> **Task statement**
Collect every line of the entries below that contains the word "metal", and copy each of those lines in full.

> **Records supplied**
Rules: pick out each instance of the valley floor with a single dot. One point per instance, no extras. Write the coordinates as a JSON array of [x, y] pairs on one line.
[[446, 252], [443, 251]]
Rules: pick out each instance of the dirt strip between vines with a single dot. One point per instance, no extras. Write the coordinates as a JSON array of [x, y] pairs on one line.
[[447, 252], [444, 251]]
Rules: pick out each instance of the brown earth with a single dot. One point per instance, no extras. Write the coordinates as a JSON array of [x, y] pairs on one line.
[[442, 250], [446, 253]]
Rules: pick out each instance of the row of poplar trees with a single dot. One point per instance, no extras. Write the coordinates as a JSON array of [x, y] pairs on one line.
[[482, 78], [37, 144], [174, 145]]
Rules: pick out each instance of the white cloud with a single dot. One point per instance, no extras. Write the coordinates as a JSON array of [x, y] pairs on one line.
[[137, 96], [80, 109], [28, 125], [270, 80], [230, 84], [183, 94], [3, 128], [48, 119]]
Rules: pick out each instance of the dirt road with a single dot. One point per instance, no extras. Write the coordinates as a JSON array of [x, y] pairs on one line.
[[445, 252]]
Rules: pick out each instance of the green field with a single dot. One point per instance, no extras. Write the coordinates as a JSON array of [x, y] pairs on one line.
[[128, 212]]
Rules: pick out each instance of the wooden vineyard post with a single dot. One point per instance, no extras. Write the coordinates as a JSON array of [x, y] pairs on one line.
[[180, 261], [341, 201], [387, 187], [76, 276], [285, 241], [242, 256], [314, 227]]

* * *

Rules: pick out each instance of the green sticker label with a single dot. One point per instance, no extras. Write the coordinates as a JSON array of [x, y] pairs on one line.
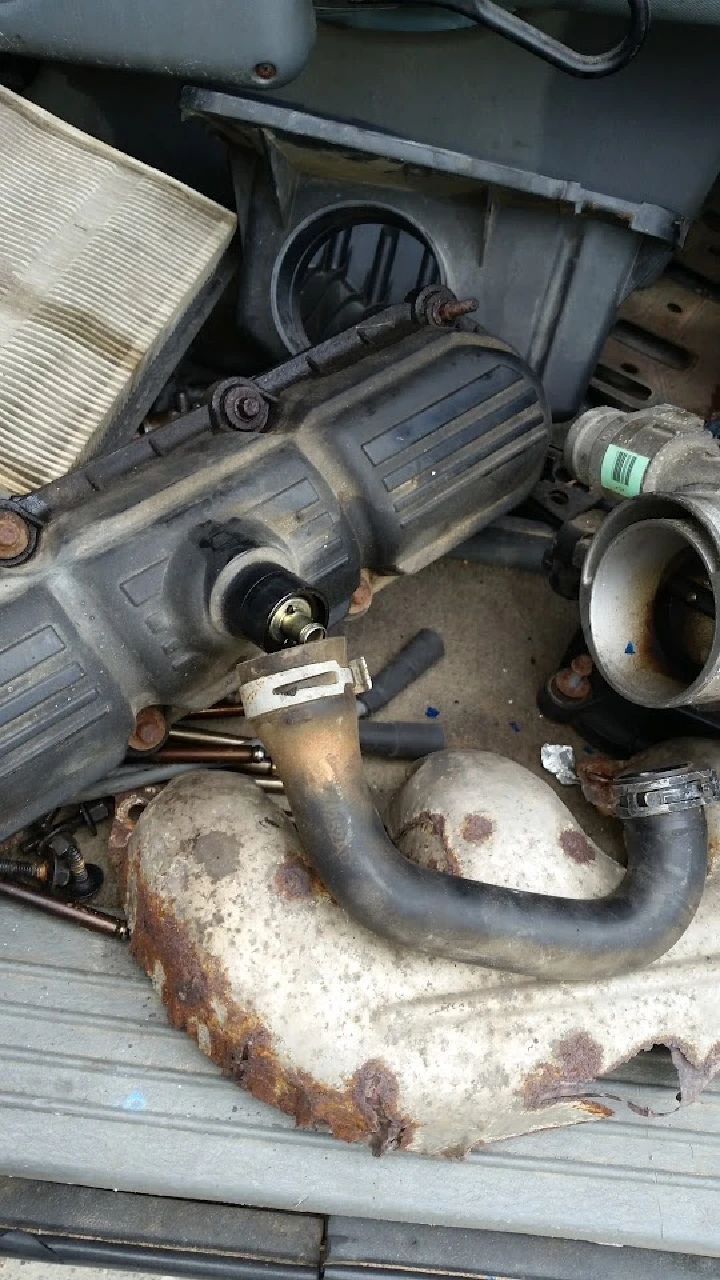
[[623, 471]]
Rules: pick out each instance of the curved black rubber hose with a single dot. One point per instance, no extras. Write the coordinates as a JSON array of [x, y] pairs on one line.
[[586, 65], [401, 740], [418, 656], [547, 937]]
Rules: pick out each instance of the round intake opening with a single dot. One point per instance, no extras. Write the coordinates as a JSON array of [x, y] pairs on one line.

---

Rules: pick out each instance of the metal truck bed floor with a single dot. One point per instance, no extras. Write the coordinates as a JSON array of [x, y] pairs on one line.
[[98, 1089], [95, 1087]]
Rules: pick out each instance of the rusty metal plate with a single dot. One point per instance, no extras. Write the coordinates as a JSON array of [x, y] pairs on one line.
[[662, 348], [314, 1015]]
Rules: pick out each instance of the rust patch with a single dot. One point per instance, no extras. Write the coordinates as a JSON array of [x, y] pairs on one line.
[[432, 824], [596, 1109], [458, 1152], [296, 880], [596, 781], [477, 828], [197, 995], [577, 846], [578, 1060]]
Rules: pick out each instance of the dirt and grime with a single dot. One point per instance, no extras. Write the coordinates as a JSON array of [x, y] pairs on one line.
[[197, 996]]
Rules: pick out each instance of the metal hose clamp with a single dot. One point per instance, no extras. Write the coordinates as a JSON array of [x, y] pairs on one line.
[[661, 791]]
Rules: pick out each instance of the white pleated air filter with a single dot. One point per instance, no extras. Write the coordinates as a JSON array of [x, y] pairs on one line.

> **In response**
Rules: pick out each instance of the metal truck bed floor with a single dot. One point per instance, no extras. Write the coordinates as a JSON array of [x, y] pairs on one line.
Rules: pick out each instance of the rusty metal plate with a single dot. One point per instance, no extras. Write the coordinates as a JSON array of [x, y] pairs on one line.
Rules: pick out each instance of the metal hose clamp with a single dot. One point per instance, no extras. Write the coordinates as a JSON array of [x, y] pairs on one line.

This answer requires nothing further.